- Document extract -
Artemidorus and Jung
Two Ways to Read a Dream
When you look up what a dream means, you are usually handed one answer, flat and certain, as if a snake or a flood or a fall of teeth meant the same thing to everyone everywhere. It never has. A dream means something to you, in the life you are actually living, and two of the longest traditions of reading dreams knew that and disagreed, beautifully, about how to find it.
One is older than the New Testament. One is barely a century old. Holding both at once is the closest thing to honest a dream-reading gets.
The Greek who wrote it down
In the second century, a man named Artemidorus walked the markets of the Roman world buying dreams. He collected thousands of them, and the outcomes that followed, and wrote it all into a book called the Oneirocritica, the interpretation of dreams, which survives to this day. He was, in a sense, the first field researcher of the sleeping mind.
His method was relentlessly practical. A symbol, he insisted, could not be read without knowing the dreamer. The same dream of losing your teeth might mean one thing for a man in debt and another for a woman about to marry. He asked about your trade, your health, your station, whether you were free or enslaved, rich or poor. He read the dream outward, into the circumstances of your waking life, and asked what it foretold about the days ahead.
Tell me who you are, Artemidorus would say, and then i will tell you what the snake means.
That is the older voice in our symbol library, the one that reads a dream as a message about your situation, your relationships, the road in front of you.

The Swiss who turned it inward
Eighteen centuries later, Carl Jung turned the whole thing around. A dream, he came to believe, was not chiefly about the world outside you, it was a message from the parts of yourself you do not let into the daylight. The figures in a dream were not other people so much as pieces of you wearing their faces, the shadow you disown, the wise old one, the anima or animus, the self trying to become whole.
Jung read the dream inward. A flood was not a coming disaster but the unconscious rising past what the waking mind can hold. A locked house was a part of the psyche you had not entered. The point of a dream, for Jung, was not prophecy but individuation, the slow lifelong work of becoming the whole of who you are.
How they disagree
Take one symbol, a snake. Artemidorus might read it as an illness, an enemy, or a powerful person moving in your affairs, depending on who you are and how the snake behaved. Jung would read it as the raw life-force itself, instinct, healing, the part of you that lives below thought, surfacing to be reckoned with.
Neither is wrong. They are looking at the same image through different windows, one onto your life, one onto your depths. This is why every symbol in our library carries both readings, drawn up and drawn down, the Greek beside the Jungian. They are meant to be held together, not chosen between.

Holding both
The way to use two traditions is not to pick the one you like. It is to let them argue and listen to where the argument lands. Read the outward meaning, the situation it might be naming. Then read the inward one, the part of you it might be wearing. The truth of your particular dream, on this particular night, usually sits in the tension between them, in the place where the snake is both the difficult person at work and the instinct you have been talking yourself out of.
That is the whole art. Not certainty, but a richer set of questions to carry back to your own life. Look a dream up in both voices, keep what rings true in your journal, and let the rest go. The dream will say it again if it needs to.
Two windows onto the same night, one opening outward onto your life, one inward onto your soul. Keep both open. When a dream won't leave you, you can have the whole of it read in full, woven across both traditions, but most nights the library and your own honest attention are plenty. The night is patient. It will keep teaching as long as you keep listening.

- Data provided -
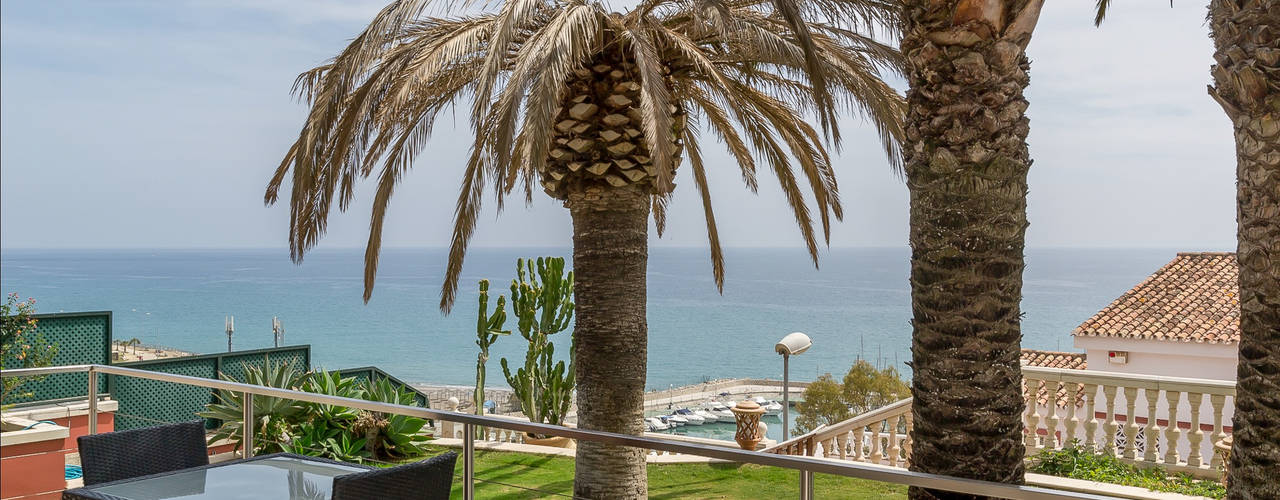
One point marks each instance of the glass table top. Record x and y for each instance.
(277, 477)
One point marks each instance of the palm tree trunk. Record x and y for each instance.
(967, 164)
(1247, 85)
(611, 251)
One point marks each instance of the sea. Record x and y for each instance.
(855, 306)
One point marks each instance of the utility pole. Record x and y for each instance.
(278, 330)
(231, 329)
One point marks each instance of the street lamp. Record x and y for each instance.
(792, 344)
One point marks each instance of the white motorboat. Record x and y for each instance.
(769, 406)
(690, 417)
(657, 423)
(707, 416)
(720, 411)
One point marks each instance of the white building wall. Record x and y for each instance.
(1161, 357)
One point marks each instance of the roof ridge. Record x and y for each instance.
(1192, 298)
(1054, 352)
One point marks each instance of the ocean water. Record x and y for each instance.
(856, 306)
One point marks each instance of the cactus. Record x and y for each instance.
(488, 329)
(542, 298)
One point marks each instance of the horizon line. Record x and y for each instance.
(1201, 248)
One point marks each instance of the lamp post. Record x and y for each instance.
(231, 329)
(792, 344)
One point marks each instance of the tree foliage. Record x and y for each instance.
(749, 73)
(863, 389)
(21, 345)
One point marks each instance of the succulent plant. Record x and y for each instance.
(542, 298)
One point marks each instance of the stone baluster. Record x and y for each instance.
(859, 453)
(828, 446)
(1150, 453)
(876, 448)
(1054, 418)
(1216, 400)
(894, 446)
(1197, 436)
(1091, 422)
(1130, 429)
(1171, 431)
(1033, 418)
(906, 440)
(1073, 394)
(1109, 394)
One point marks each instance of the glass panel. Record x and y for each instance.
(280, 477)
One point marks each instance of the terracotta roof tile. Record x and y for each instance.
(1054, 359)
(1192, 298)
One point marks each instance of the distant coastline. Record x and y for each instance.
(855, 306)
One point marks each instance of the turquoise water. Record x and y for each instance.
(855, 306)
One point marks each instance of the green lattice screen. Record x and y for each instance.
(368, 372)
(82, 338)
(147, 402)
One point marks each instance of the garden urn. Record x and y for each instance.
(748, 416)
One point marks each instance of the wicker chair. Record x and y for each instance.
(428, 480)
(124, 454)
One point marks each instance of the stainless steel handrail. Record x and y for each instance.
(804, 464)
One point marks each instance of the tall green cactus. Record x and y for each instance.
(488, 329)
(542, 298)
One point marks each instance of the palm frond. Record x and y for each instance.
(752, 73)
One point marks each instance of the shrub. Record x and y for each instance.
(320, 430)
(1086, 463)
(863, 389)
(21, 347)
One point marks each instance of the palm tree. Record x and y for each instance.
(1247, 85)
(597, 108)
(967, 160)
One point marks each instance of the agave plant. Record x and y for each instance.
(272, 416)
(597, 109)
(391, 435)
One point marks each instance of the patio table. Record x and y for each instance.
(275, 476)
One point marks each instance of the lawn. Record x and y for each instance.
(502, 475)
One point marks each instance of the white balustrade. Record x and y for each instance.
(1146, 412)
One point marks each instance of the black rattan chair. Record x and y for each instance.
(124, 454)
(428, 480)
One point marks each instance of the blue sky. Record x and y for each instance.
(156, 124)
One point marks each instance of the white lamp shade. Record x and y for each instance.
(792, 344)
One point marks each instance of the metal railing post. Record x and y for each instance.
(805, 485)
(92, 400)
(469, 464)
(248, 425)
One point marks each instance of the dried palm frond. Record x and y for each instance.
(567, 93)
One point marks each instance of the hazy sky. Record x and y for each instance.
(159, 123)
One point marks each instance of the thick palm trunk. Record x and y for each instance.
(1247, 85)
(967, 164)
(611, 251)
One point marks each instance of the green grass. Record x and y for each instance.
(552, 476)
(1082, 463)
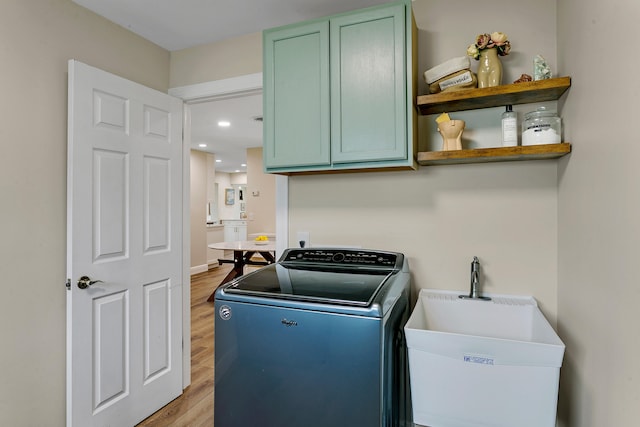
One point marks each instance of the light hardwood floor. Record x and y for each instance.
(194, 408)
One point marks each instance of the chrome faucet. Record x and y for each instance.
(475, 282)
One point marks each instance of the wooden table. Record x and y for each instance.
(243, 251)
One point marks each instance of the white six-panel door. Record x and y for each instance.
(124, 249)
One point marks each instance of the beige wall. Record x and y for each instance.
(599, 207)
(440, 217)
(575, 240)
(198, 209)
(217, 61)
(261, 195)
(37, 38)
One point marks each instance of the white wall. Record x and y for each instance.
(599, 208)
(37, 38)
(198, 198)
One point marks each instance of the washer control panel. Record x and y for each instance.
(344, 257)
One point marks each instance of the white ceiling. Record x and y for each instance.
(228, 144)
(180, 24)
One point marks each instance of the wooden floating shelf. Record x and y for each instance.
(510, 94)
(498, 154)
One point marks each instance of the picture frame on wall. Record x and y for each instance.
(229, 196)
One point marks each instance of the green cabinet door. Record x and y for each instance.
(296, 97)
(368, 85)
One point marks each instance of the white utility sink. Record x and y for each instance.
(482, 363)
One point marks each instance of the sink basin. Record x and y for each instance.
(482, 363)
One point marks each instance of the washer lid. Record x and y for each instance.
(335, 285)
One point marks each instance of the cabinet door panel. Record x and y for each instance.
(368, 86)
(296, 94)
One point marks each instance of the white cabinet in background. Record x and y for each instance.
(215, 234)
(235, 230)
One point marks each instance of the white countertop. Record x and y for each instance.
(246, 245)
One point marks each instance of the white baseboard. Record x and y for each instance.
(199, 269)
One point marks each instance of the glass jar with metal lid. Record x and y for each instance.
(541, 127)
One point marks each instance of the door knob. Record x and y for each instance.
(85, 281)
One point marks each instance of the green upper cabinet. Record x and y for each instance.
(338, 93)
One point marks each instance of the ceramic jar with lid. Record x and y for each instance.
(541, 127)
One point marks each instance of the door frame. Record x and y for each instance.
(248, 84)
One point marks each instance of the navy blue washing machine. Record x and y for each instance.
(314, 340)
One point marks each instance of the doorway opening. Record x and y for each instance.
(198, 93)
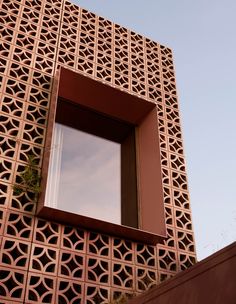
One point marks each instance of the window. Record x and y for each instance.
(92, 107)
(84, 174)
(84, 141)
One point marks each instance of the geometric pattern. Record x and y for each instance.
(46, 262)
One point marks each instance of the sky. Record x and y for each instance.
(202, 36)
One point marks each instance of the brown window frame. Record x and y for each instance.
(76, 89)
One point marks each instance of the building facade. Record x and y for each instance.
(45, 260)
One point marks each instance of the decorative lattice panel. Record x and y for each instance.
(46, 262)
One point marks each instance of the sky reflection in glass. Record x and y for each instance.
(90, 176)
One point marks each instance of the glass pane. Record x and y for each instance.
(89, 178)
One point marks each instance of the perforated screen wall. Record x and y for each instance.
(44, 261)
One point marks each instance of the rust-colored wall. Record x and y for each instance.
(48, 262)
(211, 281)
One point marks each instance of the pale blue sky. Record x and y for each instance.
(202, 35)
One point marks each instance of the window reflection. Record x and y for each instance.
(84, 174)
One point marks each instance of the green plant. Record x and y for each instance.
(30, 179)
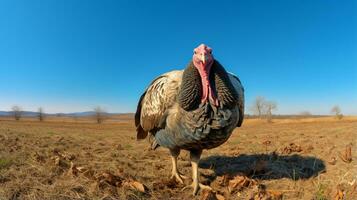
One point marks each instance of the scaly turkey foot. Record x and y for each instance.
(196, 187)
(178, 176)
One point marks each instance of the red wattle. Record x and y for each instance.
(208, 94)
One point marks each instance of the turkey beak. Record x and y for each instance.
(203, 58)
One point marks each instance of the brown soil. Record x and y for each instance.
(286, 159)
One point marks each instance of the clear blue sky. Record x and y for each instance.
(72, 55)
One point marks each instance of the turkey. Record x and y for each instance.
(192, 109)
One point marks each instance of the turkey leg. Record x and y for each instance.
(175, 173)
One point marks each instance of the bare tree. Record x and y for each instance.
(258, 106)
(17, 112)
(40, 114)
(336, 110)
(269, 106)
(99, 115)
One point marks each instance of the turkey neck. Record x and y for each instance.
(191, 87)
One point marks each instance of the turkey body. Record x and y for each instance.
(174, 114)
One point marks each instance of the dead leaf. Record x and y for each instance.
(347, 155)
(135, 185)
(220, 197)
(291, 148)
(73, 170)
(259, 167)
(240, 182)
(339, 193)
(208, 195)
(332, 161)
(110, 179)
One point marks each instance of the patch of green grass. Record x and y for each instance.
(5, 163)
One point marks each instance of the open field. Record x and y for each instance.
(63, 158)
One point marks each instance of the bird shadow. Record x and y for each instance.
(264, 166)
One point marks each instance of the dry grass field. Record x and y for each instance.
(65, 158)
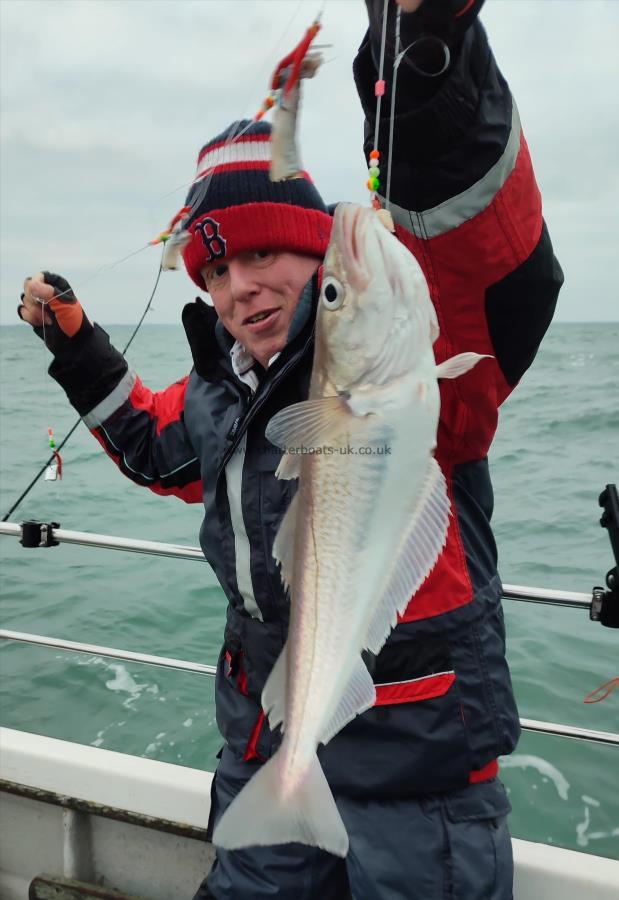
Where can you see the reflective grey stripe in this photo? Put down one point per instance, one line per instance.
(234, 483)
(112, 402)
(457, 210)
(413, 680)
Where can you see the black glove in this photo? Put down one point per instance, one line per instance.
(68, 320)
(444, 20)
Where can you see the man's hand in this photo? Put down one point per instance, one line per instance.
(50, 306)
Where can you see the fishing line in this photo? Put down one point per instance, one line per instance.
(248, 101)
(205, 178)
(52, 458)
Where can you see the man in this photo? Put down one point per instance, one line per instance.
(414, 777)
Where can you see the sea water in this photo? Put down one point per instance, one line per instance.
(557, 447)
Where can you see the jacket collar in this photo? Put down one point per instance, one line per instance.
(211, 344)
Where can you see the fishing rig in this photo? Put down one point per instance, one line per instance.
(283, 94)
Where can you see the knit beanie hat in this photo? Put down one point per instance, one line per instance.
(235, 207)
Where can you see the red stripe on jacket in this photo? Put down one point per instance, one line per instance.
(459, 266)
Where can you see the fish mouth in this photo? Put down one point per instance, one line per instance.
(350, 226)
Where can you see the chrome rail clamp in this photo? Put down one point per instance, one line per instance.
(38, 534)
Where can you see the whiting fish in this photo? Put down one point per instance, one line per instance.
(365, 528)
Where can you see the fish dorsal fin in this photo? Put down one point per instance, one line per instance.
(417, 553)
(310, 423)
(459, 364)
(360, 694)
(275, 690)
(283, 545)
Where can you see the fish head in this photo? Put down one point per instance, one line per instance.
(375, 319)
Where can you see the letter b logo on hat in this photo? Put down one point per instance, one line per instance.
(213, 242)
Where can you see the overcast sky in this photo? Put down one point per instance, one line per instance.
(105, 103)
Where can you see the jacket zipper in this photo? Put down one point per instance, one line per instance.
(255, 405)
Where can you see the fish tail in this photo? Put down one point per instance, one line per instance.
(263, 814)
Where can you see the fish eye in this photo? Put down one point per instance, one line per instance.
(332, 293)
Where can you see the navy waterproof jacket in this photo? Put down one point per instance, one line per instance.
(465, 201)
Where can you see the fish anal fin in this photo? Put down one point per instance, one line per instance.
(275, 689)
(360, 694)
(416, 555)
(458, 365)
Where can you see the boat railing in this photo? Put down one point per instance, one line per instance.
(50, 536)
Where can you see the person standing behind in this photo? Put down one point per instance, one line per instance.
(415, 778)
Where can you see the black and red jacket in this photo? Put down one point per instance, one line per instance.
(466, 203)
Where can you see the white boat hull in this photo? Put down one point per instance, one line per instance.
(138, 826)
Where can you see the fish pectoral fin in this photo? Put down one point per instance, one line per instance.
(310, 424)
(289, 467)
(459, 364)
(283, 545)
(275, 690)
(360, 694)
(265, 813)
(416, 555)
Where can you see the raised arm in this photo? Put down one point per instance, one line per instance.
(143, 432)
(464, 197)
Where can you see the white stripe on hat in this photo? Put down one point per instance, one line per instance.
(239, 152)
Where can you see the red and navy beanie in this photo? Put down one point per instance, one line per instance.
(235, 207)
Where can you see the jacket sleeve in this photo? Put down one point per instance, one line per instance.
(143, 432)
(465, 201)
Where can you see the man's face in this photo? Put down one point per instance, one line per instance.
(255, 295)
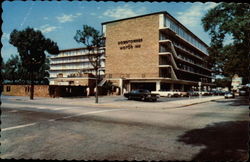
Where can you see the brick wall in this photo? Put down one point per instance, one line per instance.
(24, 90)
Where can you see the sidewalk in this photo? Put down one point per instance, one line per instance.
(115, 101)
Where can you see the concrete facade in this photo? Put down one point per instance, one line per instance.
(155, 52)
(132, 62)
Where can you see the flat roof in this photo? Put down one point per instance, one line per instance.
(155, 13)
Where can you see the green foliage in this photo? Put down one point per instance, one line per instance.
(229, 19)
(31, 46)
(225, 82)
(1, 76)
(11, 69)
(14, 73)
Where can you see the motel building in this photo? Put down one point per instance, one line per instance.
(72, 74)
(153, 51)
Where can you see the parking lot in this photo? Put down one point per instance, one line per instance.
(76, 128)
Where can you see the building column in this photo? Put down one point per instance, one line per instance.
(129, 86)
(182, 88)
(158, 85)
(171, 86)
(120, 85)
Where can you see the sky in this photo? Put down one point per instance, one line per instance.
(59, 20)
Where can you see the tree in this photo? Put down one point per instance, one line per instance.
(11, 68)
(1, 78)
(229, 19)
(31, 46)
(93, 40)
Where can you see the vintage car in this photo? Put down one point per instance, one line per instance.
(174, 93)
(229, 95)
(142, 94)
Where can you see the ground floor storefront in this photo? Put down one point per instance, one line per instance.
(126, 85)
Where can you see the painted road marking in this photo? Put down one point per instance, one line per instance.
(41, 107)
(66, 117)
(19, 126)
(92, 112)
(13, 111)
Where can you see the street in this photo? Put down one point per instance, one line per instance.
(63, 129)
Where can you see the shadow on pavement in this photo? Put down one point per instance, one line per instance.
(238, 101)
(224, 141)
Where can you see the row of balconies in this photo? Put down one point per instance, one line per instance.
(75, 61)
(75, 54)
(187, 60)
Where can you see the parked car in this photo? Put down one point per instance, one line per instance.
(229, 95)
(142, 94)
(242, 92)
(174, 93)
(193, 93)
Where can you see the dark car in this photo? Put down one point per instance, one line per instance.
(229, 95)
(142, 94)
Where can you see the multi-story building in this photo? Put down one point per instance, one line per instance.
(156, 52)
(71, 72)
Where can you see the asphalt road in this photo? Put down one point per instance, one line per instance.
(216, 130)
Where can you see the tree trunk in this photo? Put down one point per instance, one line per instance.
(32, 86)
(96, 91)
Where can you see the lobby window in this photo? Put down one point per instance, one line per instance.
(8, 89)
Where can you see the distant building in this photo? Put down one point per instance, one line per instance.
(155, 52)
(236, 82)
(72, 74)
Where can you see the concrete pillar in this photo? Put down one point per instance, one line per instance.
(171, 86)
(129, 86)
(182, 87)
(121, 86)
(158, 85)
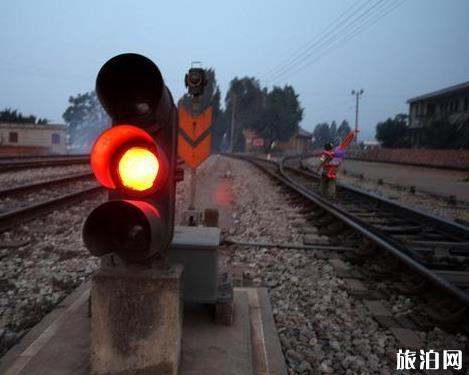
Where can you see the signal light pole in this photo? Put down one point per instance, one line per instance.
(195, 80)
(136, 289)
(357, 94)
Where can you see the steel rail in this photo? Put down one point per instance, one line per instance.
(451, 289)
(11, 164)
(38, 185)
(24, 214)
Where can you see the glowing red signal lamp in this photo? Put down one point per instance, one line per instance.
(126, 158)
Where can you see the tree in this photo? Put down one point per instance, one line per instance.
(392, 132)
(250, 101)
(16, 117)
(334, 136)
(211, 97)
(86, 119)
(321, 135)
(343, 129)
(280, 117)
(444, 135)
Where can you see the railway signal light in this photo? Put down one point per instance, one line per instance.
(196, 80)
(135, 160)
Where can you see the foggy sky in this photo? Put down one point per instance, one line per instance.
(53, 49)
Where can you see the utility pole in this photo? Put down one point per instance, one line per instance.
(233, 119)
(357, 94)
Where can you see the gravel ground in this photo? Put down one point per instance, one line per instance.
(41, 263)
(25, 176)
(321, 327)
(439, 206)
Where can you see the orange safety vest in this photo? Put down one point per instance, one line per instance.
(329, 170)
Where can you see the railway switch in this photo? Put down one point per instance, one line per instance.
(135, 160)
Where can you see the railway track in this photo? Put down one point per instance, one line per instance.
(43, 197)
(435, 249)
(17, 163)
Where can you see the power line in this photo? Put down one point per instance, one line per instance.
(373, 15)
(312, 42)
(328, 37)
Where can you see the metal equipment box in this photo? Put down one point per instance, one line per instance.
(197, 248)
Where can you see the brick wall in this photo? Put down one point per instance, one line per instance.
(24, 151)
(458, 159)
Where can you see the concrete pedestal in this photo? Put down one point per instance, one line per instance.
(136, 321)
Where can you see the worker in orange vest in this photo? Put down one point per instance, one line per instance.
(330, 160)
(327, 183)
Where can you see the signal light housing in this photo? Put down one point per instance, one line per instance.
(124, 146)
(136, 160)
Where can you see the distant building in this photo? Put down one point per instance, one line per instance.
(450, 104)
(371, 143)
(299, 143)
(32, 139)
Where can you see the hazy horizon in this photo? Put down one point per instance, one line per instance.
(53, 50)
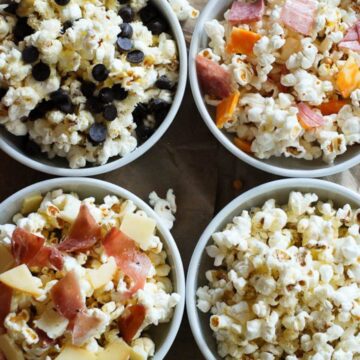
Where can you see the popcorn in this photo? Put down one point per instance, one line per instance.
(71, 53)
(102, 284)
(306, 67)
(294, 282)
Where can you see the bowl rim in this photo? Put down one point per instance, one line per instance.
(142, 149)
(220, 135)
(192, 312)
(178, 270)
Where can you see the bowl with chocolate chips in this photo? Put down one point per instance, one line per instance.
(87, 88)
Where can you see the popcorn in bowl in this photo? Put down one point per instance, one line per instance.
(81, 279)
(276, 73)
(285, 282)
(85, 80)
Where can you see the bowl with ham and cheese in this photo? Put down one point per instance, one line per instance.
(87, 271)
(278, 82)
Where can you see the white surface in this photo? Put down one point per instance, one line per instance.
(201, 262)
(163, 335)
(279, 166)
(51, 167)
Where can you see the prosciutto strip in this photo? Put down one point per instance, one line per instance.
(85, 327)
(25, 245)
(66, 296)
(29, 249)
(130, 321)
(299, 15)
(308, 118)
(48, 257)
(244, 13)
(5, 303)
(132, 262)
(84, 233)
(214, 79)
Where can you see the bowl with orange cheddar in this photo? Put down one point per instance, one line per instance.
(87, 272)
(278, 82)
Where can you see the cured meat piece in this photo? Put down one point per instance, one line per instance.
(85, 327)
(131, 261)
(299, 15)
(214, 79)
(130, 321)
(84, 233)
(350, 45)
(48, 257)
(308, 118)
(66, 296)
(244, 13)
(25, 245)
(5, 303)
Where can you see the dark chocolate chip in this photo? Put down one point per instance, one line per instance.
(140, 112)
(22, 29)
(127, 14)
(126, 30)
(135, 57)
(110, 112)
(88, 88)
(106, 95)
(164, 83)
(30, 54)
(97, 133)
(94, 105)
(124, 44)
(157, 26)
(100, 72)
(119, 92)
(41, 71)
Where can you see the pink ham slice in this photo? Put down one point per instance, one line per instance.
(84, 233)
(244, 13)
(5, 304)
(299, 15)
(131, 261)
(309, 119)
(85, 327)
(66, 296)
(25, 245)
(29, 249)
(214, 79)
(351, 40)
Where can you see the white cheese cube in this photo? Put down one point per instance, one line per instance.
(21, 279)
(71, 208)
(52, 323)
(101, 276)
(73, 352)
(31, 203)
(139, 228)
(118, 350)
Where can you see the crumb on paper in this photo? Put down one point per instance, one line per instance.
(165, 208)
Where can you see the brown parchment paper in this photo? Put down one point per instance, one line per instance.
(188, 159)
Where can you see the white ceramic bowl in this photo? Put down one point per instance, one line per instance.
(164, 334)
(12, 144)
(280, 166)
(201, 262)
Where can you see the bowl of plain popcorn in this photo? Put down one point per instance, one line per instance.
(277, 82)
(87, 271)
(276, 275)
(88, 86)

- What to do -
• A. In the piece on Artemidorus and Jung, what was the title of the book Artemidorus wrote?
• B. Reproduce a passage from the piece on Artemidorus and Jung, beginning at the words "That is the whole" and stopping after "it needs to.".

- Solutions to each task -
• A. The Oneirocritica

• B.
That is the whole art. Not certainty, but a richer set of questions to carry back to your own life. Look a dream up in both voices, keep what rings true in your journal, and let the rest go. The dream will say it again if it needs to.